Te bestuderen tekst —
4.6. Klager kan zijn eigen betalingsnalatigheid niet aan de gerechtsdeurwaarder tegenwerpen. Gelet op de aantoonbaar vele mogelijkheden die klager zijn geboden ter voorkoming van hoge executiekosten, heeft de gerechtsdeurwaarder zich coulant opgesteld en is van tuchtrechtelijk laakbaar handelen niet gebleken.

5.2 Op grond hiervan heeft de voorzitter de klacht van klager als kennelijk ongegrond afgewezen.

6. De gronden van het verzet

6.1 In verzet heeft klager aangevoerd dat het voor hem en zijn gemachtigde lange tijd onduidelijk was welke claim(s) de gemeente Alkmaar, Univé en de gerechtsdeurwaarder pretendeerden te hebben.

6.2 Klager heeft verder aangevoerd dat de gerechtsdeurwaarder zijn gemachtigde niet tijdig en niet-adequaat wenste te informeren wanneer er werd verzocht om stukken. De gerechtsdeurwaarder is niet coöperatief en oplossingsgericht.

Werkinstructie 1 — Schrijf uit de te bestuderen tekst letterlijk het gedeelte over van "6. De gronden" tot en met "pretendeerden te hebben.".
Werkinstructie 2 —
Beantwoord aan de hand van de te bestuderen tekst de volgende vragen.
(a) Als wat heeft de voorzitter de klacht van klager afgewezen?
(b) Van welke drie partijen was het volgens klager lange tijd onduidelijk welke claim(s) zij pretendeerden te hebben?
(c) Wat is de gerechtsdeurwaarder volgens klager niet?

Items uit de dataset
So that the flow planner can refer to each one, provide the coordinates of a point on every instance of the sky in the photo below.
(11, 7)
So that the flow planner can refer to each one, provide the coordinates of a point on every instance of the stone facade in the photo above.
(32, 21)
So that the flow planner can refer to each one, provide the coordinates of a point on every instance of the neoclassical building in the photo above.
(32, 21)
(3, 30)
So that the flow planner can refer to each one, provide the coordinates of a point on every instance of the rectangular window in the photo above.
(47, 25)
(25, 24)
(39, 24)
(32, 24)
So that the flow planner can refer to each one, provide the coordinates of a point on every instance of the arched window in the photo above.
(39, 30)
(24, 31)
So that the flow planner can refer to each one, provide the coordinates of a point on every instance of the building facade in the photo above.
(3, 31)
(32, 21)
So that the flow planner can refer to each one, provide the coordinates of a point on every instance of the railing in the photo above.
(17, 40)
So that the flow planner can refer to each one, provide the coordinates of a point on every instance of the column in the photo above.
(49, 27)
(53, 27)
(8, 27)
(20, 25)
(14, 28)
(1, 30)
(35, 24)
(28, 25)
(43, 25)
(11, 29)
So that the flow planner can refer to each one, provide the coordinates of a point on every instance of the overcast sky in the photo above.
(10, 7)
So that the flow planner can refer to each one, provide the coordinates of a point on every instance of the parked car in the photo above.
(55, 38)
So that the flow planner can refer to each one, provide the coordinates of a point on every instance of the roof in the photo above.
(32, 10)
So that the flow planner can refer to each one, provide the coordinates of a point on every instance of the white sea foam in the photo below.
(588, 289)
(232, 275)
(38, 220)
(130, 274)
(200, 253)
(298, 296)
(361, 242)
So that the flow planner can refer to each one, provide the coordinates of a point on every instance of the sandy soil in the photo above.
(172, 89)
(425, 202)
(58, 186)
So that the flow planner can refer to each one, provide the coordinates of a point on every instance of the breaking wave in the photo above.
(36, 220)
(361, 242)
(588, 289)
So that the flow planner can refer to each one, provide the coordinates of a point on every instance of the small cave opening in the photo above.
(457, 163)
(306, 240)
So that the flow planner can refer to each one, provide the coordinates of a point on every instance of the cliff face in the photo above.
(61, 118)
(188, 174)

Antwoordvak 1 —
6. De gronden van het verzet

6.1 In verzet heeft klager aangevoerd dat het voor hem en zijn gemachtigde lange tijd onduidelijk was welke claim(s) de gemeente Alkmaar, Univé en de gerechtsdeurwaarder pretendeerden te hebben.

Antwoordvak 2 —
(a) Als kennelijk ongegrond.
(b) De gemeente Alkmaar, Univé en de gerechtsdeurwaarder.
(c) Coöperatief en oplossingsgericht.